TASK OBJECTIVE:
Convert the lines below into a numbered list, leaving out any blank lines.
GIVEN RECORDS start
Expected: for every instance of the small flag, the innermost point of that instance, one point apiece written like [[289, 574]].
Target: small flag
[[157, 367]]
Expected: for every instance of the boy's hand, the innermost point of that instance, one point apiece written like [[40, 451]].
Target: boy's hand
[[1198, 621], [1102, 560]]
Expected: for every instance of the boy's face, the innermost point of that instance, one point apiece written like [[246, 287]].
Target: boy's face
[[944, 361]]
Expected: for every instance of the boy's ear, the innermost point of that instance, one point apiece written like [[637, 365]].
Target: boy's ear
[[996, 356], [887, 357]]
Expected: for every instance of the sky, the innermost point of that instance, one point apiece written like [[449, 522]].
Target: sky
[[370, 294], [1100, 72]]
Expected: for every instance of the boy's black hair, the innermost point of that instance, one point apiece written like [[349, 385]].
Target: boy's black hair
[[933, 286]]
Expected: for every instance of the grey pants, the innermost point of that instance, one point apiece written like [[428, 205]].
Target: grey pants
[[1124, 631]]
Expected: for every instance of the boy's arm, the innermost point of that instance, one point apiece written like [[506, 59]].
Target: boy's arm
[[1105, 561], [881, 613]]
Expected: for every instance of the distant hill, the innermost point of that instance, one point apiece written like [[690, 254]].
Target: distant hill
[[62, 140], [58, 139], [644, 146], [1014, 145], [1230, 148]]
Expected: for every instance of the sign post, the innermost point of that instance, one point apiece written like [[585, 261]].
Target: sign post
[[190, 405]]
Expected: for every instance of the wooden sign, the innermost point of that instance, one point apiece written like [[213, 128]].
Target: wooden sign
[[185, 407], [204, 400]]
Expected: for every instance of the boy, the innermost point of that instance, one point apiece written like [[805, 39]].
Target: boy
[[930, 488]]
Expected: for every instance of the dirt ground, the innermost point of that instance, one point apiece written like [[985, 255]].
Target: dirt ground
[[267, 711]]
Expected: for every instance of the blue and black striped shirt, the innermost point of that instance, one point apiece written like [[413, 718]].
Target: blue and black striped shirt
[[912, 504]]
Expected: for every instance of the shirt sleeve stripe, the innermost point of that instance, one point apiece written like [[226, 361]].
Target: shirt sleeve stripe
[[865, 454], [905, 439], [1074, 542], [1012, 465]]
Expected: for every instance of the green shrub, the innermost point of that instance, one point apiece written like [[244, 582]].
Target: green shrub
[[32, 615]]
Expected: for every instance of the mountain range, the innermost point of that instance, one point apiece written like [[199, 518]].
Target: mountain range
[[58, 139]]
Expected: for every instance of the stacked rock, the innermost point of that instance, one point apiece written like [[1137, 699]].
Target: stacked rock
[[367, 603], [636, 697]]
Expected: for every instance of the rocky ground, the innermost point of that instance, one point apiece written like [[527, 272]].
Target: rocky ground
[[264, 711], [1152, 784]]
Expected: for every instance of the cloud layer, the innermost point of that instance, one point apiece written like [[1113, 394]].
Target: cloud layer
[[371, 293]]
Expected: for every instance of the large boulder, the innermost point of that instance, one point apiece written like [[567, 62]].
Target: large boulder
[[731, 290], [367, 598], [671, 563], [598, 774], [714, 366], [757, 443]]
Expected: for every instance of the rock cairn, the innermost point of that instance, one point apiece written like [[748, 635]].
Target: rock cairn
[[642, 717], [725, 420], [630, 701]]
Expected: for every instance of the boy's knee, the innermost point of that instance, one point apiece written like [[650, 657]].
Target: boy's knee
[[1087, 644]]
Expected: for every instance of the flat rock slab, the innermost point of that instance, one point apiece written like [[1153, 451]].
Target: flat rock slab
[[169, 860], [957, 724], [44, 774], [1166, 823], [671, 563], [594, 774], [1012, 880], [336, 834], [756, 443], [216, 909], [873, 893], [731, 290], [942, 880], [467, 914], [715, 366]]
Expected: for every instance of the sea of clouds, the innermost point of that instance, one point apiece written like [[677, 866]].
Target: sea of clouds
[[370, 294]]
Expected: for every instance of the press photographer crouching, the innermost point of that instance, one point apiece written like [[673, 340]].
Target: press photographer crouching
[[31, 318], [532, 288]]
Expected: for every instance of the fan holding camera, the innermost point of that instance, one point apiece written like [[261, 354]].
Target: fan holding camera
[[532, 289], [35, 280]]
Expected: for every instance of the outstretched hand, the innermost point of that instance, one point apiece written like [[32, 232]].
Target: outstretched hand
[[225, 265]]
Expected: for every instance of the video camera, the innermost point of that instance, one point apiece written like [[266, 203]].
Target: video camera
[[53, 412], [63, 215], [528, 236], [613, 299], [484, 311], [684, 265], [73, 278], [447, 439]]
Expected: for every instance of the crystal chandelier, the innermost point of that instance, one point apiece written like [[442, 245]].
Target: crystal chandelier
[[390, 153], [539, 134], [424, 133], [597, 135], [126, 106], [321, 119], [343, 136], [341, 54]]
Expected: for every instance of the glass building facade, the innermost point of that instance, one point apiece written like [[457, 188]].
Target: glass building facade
GIVEN RECORDS end
ANSWER IN FULL:
1. Expected: for every instance of the small flag, the innermost point of that instance, one point apiece written like [[289, 574]].
2. Target: small flag
3. [[157, 367]]
4. Expected: for every instance of the boy's hand, the innermost point of that instance, one point apiece written like [[40, 451]].
5. Target: boy's hand
6. [[1198, 621], [1102, 560]]
7. Expected: for every instance of the boy's face, the innermost point of that instance, one point apiece written like [[246, 287]].
8. Target: boy's face
9. [[944, 361]]
10. Expected: for every instance of the boy's ear, the innermost point of that instance, one point apiece written like [[637, 365]].
11. Target: boy's ear
12. [[996, 356], [887, 357]]
13. Expected: for every instance of the sky, the innermost point of that instance, one point apiece written like [[449, 522]].
14. Target: sky
15. [[370, 294], [1100, 72]]
16. Expected: for every instance of the boy's black hair, the innermost point of that instance, one point apiece written like [[349, 385]].
17. Target: boy's black hair
18. [[933, 286]]
19. Expected: for every instance of the grey pants, the innermost point of that instance, one point apiece written like [[428, 205]].
20. Target: grey pants
21. [[1124, 631]]
22. Expected: for every instance of the boy's arm, the innermost point of that instance, one point apiece written like [[506, 59]].
23. Target: boy's arm
24. [[1105, 561], [881, 613]]
25. Expected: for every instance of the distant hill, the innermost point of that instance, one point apiece written like [[690, 254]].
26. Target: distant hill
27. [[62, 140], [58, 139], [644, 146], [1014, 145], [1230, 148]]
28. Expected: for every instance of the sign post, the innermost point of that instance, one point apiece written like [[585, 261]].
29. Target: sign post
30. [[190, 405]]
31. Expected: for every instance of the wooden sign, the innermost point of that instance, one point apiece written like [[213, 128]].
32. Target: wooden sign
33. [[185, 407], [204, 400]]
34. Expected: for every instance of the boy, the innermost point of that instance, one point apiece written like [[805, 39]].
35. Target: boy
36. [[930, 488]]
37. Expected: for every instance of the dirt ground, the innermost point of that instance, one point apiece written like [[985, 255]].
38. Target: dirt ground
39. [[267, 711]]
40. Expected: for every instance of the blue and black striped shirt, the innermost point of that instance, one point apiece written like [[413, 718]].
41. Target: blue and black striped shirt
42. [[912, 504]]
43. Expected: for every instance of the shirt sleeve stripe, the innermost point of that instance, one point apiece written like [[226, 361]].
44. Target: shirt sleeve stripe
45. [[865, 454], [905, 439], [1074, 542], [1012, 465]]
46. Expected: for every instance of the green shrub, the innermost point of that instance, one point apiece written like [[244, 582]].
47. Target: green shrub
48. [[32, 615]]
49. Expected: for every instance of the mountain range, the innermost point of that instance, one point apiece written like [[199, 518]].
50. Target: mountain range
51. [[58, 139]]
52. Expected: for every instance of the stacked rock, the innermost point of that instance, one point apiece written like [[1137, 699]].
53. Target: stacked rock
54. [[367, 603], [636, 697]]
55. Expected: for every instance of the rocky ground, the innermost point of that instance, one point apiece written like [[527, 272]].
56. Target: rocky ground
57. [[264, 711], [1152, 784]]
58. Expected: for every instance of the cloud layer, the innermost point of that instance, one point apiece written like [[1113, 394]].
59. Target: cloud layer
60. [[371, 293]]
61. Expected: for every instance of the large boulder, the innermost point of that instance, one point apiece written like [[567, 62]].
62. Target: large boulder
63. [[731, 290], [367, 598], [671, 563], [598, 774], [714, 366], [757, 443]]
64. Expected: for every instance of the rock cairn, the innermost point of that instance, one point apiece written like [[748, 635]].
65. Target: rock cairn
66. [[642, 717], [725, 420], [630, 701]]
67. Expected: for every instance of the boy's knee, the innermost point of that instance, one point apiece written like [[650, 657]].
68. Target: boy's knee
69. [[1087, 644]]
70. Expected: for every instance of the flat rock slab, the innermost point of that instance, one point apiece written like [[1153, 451]].
71. Target: flat rock slab
72. [[169, 860], [957, 724], [44, 774], [1166, 823], [671, 563], [594, 774], [1012, 880], [336, 834], [756, 443], [216, 909], [873, 893], [731, 290], [942, 880], [467, 914], [715, 366]]
73. Expected: for every instance of the sea of clouds, the innermost point of that instance, one point apiece written like [[677, 866]].
74. Target: sea of clouds
75. [[370, 294]]
76. Expected: for every instance of the press photographer crouching, the innermost point of that instance, one point apiece written like [[673, 340]].
77. Target: press photographer crouching
78. [[31, 318], [532, 288]]
79. Expected: for every instance of the fan holding camera, the innermost point of that instance, one point apiece written like [[261, 354]].
80. Target: fan holding camera
81. [[532, 289], [35, 280]]
82. Expected: for every instance of the outstretched hand, the innermost point of that instance, one point apiece written like [[32, 232]].
83. Target: outstretched hand
84. [[225, 265]]
85. Expected: for every instance of the video camera, the innermost point of that instance, one point apiece written like [[266, 203]].
86. Target: video camera
87. [[53, 412], [63, 215], [528, 236], [613, 299], [484, 311], [684, 265], [73, 278], [447, 439]]
88. Expected: for every instance of the crystal chandelier, the innermost point of that instance, one point apiece written like [[442, 245]].
89. Target: crystal chandelier
90. [[390, 153], [539, 134], [424, 133], [597, 135], [126, 106], [321, 119], [343, 136], [341, 54]]
91. Expected: for every instance of the glass building facade, the innermost point of that instance, one point apiece written like [[457, 188]].
92. Target: glass building facade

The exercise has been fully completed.